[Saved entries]
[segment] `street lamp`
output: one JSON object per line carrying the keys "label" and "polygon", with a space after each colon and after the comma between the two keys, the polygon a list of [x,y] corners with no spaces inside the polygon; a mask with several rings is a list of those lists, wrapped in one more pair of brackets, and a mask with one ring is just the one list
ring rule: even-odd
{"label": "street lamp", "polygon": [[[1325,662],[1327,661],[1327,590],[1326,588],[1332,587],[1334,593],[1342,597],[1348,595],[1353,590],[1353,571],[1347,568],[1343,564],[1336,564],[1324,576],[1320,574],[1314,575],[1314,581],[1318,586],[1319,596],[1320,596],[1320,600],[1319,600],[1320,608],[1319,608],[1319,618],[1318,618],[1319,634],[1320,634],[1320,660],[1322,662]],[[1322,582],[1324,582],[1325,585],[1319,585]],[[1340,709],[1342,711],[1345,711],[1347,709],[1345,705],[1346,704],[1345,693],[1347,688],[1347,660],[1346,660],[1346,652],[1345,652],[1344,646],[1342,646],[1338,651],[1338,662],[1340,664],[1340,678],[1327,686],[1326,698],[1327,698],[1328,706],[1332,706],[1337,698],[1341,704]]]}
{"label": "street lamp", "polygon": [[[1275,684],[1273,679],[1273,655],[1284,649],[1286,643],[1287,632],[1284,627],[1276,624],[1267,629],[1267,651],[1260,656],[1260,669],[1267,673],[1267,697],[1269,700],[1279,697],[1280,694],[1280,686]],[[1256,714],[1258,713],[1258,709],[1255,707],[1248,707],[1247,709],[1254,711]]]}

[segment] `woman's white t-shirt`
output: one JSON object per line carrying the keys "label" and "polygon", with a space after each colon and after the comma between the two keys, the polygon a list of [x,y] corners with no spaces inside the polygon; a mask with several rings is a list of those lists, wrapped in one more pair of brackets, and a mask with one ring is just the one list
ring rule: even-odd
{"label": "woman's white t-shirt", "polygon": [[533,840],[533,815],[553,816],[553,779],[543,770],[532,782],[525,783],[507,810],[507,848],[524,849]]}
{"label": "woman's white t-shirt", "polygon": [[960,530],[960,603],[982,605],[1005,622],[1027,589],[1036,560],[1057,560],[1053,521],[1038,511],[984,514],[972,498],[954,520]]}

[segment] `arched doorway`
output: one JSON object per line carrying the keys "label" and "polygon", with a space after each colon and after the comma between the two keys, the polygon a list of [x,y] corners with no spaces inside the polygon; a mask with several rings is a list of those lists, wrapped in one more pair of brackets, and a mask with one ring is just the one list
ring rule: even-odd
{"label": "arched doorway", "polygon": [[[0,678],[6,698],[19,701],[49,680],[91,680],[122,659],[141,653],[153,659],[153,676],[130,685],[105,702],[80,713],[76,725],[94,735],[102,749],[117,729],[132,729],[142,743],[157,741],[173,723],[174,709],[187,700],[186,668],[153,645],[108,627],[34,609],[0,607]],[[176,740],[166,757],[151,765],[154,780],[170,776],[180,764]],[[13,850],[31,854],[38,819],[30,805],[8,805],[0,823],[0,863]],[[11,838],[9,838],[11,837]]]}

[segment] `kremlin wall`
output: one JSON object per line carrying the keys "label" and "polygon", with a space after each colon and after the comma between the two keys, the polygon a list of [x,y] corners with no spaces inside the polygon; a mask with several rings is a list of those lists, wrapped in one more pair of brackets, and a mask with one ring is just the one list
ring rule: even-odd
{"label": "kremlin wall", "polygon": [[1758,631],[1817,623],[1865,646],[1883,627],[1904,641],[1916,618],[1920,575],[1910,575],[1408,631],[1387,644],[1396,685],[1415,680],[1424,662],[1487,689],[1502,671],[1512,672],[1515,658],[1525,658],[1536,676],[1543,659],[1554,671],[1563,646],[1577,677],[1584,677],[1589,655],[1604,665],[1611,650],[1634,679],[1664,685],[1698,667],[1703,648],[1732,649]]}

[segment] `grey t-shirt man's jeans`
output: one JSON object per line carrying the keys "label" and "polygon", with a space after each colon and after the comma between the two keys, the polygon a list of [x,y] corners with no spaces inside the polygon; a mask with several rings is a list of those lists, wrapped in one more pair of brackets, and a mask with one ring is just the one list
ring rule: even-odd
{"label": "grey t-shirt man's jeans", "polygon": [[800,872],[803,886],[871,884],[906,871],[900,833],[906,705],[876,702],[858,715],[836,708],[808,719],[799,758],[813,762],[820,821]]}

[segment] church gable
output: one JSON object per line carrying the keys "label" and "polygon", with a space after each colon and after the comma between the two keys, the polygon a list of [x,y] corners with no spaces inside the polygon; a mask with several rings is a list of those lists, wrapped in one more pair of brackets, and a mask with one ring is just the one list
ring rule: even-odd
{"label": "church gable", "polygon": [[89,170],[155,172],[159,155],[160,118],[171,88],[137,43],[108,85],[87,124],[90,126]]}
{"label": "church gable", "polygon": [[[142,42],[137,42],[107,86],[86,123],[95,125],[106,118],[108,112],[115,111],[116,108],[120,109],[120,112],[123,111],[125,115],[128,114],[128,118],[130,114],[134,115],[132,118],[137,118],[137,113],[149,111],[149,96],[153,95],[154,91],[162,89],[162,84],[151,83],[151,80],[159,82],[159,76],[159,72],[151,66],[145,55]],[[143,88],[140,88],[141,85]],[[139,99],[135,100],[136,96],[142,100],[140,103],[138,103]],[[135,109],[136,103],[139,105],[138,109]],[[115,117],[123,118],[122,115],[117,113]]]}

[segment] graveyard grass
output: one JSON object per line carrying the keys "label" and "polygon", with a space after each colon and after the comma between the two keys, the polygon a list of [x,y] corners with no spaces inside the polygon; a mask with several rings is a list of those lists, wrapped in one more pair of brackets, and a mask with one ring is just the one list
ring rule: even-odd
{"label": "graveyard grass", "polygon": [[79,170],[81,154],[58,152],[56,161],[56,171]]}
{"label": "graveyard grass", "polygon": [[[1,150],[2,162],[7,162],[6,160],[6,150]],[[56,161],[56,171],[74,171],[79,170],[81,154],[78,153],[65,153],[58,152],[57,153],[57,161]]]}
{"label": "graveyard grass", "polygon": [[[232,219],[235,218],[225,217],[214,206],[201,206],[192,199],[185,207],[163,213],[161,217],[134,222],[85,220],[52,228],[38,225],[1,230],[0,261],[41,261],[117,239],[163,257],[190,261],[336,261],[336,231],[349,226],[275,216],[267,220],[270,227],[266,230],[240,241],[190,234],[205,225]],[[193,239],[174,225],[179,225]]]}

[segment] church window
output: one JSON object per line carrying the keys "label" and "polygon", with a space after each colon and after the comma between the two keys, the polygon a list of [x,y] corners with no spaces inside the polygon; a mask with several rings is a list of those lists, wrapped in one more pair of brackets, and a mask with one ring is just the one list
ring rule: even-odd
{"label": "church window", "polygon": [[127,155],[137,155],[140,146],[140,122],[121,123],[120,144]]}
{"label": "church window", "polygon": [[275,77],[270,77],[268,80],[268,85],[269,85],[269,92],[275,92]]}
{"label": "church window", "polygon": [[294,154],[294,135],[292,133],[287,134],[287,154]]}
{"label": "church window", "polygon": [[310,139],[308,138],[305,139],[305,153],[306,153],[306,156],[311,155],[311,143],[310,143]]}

_EXERCISE:_ Among the lines above, find those holding "segment" and copy each one.

_WRITTEN RESPONSE:_
[segment] `street lamp`
[segment] `woman's white t-shirt`
[segment] `arched doorway`
[segment] `kremlin wall`
[segment] `grey t-shirt man's jeans`
[segment] church gable
[segment] graveyard grass
[segment] church window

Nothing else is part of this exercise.